* _To be done_
Find the line containing "Would you please tag the straw". Return it and every line after it, unchanged, up to and including the last line.
───── Exercise material
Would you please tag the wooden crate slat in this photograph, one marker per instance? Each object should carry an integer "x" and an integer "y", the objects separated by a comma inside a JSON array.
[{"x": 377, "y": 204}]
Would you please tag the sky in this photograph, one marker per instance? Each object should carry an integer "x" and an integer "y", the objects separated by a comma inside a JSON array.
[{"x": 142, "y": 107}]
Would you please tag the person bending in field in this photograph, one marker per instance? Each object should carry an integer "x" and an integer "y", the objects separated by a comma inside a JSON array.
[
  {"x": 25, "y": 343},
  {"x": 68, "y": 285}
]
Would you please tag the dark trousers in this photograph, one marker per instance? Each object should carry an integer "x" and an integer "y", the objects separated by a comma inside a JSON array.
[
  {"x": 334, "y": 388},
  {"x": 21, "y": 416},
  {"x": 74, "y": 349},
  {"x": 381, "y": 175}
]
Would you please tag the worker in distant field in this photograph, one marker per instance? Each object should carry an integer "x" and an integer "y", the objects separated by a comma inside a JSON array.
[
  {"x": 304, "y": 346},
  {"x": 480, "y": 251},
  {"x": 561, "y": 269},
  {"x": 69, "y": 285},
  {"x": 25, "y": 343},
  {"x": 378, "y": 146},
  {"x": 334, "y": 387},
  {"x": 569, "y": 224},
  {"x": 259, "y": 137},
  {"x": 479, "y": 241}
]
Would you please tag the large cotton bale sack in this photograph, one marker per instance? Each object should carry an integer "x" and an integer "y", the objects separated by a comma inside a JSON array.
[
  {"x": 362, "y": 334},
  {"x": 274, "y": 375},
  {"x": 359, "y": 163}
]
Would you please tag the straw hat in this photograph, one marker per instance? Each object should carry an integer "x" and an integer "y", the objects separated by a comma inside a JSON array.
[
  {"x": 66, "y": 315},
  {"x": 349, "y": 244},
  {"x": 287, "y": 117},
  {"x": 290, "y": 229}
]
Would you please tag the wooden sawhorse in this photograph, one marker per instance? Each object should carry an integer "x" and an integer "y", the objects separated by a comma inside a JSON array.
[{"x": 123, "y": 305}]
──────────
* _In response_
Would you please tag the straw hat in this photograph, one marker per instance? Each object should carry an integer "x" and an integer "y", the objects separated by a comma inside a JSON array.
[
  {"x": 66, "y": 315},
  {"x": 349, "y": 244},
  {"x": 287, "y": 117},
  {"x": 290, "y": 229}
]
Would you please tag the wooden sawhorse in this photograph, one marker per instance? Each object should carry an integer "x" and an integer "y", the objects separated by a comma inside a JSON array.
[{"x": 123, "y": 305}]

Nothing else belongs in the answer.